Dataset records:
☆ ☆ ☆ ☆ ☆
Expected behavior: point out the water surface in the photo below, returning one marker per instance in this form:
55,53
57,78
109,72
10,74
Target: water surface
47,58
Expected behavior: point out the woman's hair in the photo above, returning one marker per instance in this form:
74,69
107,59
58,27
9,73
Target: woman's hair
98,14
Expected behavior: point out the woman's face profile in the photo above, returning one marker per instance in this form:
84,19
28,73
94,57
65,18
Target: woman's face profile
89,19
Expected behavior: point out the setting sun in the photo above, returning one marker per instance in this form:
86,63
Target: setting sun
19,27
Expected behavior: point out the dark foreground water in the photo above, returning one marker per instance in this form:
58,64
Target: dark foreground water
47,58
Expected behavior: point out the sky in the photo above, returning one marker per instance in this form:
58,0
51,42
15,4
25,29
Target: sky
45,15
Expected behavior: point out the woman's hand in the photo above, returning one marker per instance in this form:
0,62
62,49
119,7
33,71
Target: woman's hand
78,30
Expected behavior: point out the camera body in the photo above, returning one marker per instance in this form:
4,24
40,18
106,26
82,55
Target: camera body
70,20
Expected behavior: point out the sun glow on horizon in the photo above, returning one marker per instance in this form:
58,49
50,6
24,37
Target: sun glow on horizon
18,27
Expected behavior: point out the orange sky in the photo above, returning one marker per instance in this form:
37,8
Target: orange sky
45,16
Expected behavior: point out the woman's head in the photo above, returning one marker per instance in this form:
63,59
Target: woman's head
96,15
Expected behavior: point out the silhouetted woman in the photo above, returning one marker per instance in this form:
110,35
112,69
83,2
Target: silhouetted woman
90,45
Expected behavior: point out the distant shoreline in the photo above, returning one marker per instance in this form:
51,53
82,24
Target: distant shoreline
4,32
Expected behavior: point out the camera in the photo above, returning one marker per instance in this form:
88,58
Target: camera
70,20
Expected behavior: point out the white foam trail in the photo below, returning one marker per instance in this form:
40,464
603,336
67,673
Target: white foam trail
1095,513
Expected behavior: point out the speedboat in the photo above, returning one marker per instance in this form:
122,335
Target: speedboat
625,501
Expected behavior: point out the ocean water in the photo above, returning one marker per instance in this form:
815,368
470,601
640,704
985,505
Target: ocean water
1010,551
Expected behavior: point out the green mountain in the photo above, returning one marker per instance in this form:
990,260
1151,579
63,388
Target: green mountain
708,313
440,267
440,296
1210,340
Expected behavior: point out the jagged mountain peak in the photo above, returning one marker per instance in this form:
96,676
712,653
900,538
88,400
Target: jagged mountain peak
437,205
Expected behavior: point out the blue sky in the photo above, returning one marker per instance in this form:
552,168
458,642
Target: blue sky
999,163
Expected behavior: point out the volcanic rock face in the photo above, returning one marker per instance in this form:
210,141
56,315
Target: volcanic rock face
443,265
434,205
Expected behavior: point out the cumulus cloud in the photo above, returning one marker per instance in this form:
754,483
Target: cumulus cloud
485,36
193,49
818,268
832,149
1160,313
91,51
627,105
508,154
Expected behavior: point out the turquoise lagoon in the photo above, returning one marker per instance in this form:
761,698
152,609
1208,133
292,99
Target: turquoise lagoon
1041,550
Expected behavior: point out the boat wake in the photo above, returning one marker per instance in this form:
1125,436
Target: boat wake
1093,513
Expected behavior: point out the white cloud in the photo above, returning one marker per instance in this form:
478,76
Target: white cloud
☆ ☆ ☆ ☆ ☆
Exercise: Output each of the records exactly as it stands above.

Exercise result:
Expected behavior: point out the water surface in the photo below, returning one marker per instance in this form:
55,53
57,78
109,72
10,74
Target: water surface
47,58
Expected behavior: point out the woman's hair in the photo above, returning one marker per instance in this form:
74,69
107,59
58,27
9,73
Target: woman's hair
98,14
Expected behavior: point out the woman's face profile in the photo above, returning one marker per instance in this form:
84,19
28,73
94,57
65,18
Target: woman's face profile
89,19
Expected behavior: point out the setting sun in the photo above, returning one marker per instance in this form:
86,63
Target: setting sun
19,27
Expected behavior: point out the dark foreground water in the photo above, returning one marker per instance in this form:
58,64
Target: dark foreground water
47,58
Expected behavior: point out the sky in the photo above, returning one marker per instance in this form:
58,0
51,42
15,4
25,29
Target: sky
45,15
Expected behavior: point out the woman's hand in the photo above, returning one marker per instance in this form:
0,62
62,49
119,7
33,71
Target: woman's hand
78,30
Expected behavior: point out the camera body in the photo above, returning one marker per instance in this form:
4,24
40,18
106,26
82,55
Target: camera body
70,20
Expected behavior: point out the sun glow on horizon in the photo above, returning one marker per instance in this form:
58,49
50,6
24,37
Target: sun glow on horizon
18,27
Expected behavior: point out the orange sky in the photo above, returning one marker per instance in this form:
37,8
Target: orange sky
45,16
Expected behavior: point out the woman's head in the photo above, returning one marker per instance in this form:
63,59
Target: woman's head
96,15
Expected behavior: point out the silhouetted woman in the photo above, returning one marker per instance in this form:
110,35
112,69
83,2
Target: silhouetted woman
90,45
Expected behavior: point out the distant shoreline in the photo above, returning one marker per instance in this form:
51,53
82,24
Target: distant shoreline
4,32
Expected behavior: point out the camera in the photo above, returning one marker per instance in this form:
88,58
Target: camera
70,20
Expected behavior: point out the white foam trail in the photo below, returning one marker per instance in this form:
40,464
603,336
67,673
Target: white foam trail
1095,513
Expected behavior: point out the speedboat in the photo above, returning one marker per instance in this form:
122,335
Target: speedboat
625,501
Expected behavior: point out the ocean water in the photo above, returning one marker per instance in this form:
815,368
470,601
640,704
985,505
Target: ocean water
1010,551
Expected behavior: point out the green mountain in the photo above, returning one marker per instance in this form:
990,260
1151,579
63,388
Target: green mountain
708,313
440,267
440,296
1210,340
Expected behavior: point out the jagged mountain peak in the photo above, returning one marker per instance in this form:
96,676
712,653
900,538
88,400
Target: jagged mountain peak
437,205
Expected behavior: point out the blue sky in the photo above, returning one marker per instance in this form:
552,168
458,642
Target: blue sky
999,163
Expected behavior: point out the volcanic rock face in the photo above, returning one marker per instance in this form:
210,141
56,315
Target: volcanic rock face
443,265
434,205
Expected behavior: point out the cumulus cloud in the photo above, returning one marker per instance in this form:
754,483
Target: cumulus cloud
485,36
193,49
818,268
832,149
1160,313
91,51
627,105
508,154
Expected behavior: point out the turquoise lagoon in the photo above, returning one marker per instance in this form:
761,698
152,609
1208,133
292,99
Target: turquoise lagoon
1041,550
Expected behavior: point out the boat wake in the photo above, returning one marker per instance in this form:
1125,436
Target: boat wake
1093,513
Expected behavior: point out the white cloud in the photo above, returning one marker per instance in this form:
478,76
Target: white cloud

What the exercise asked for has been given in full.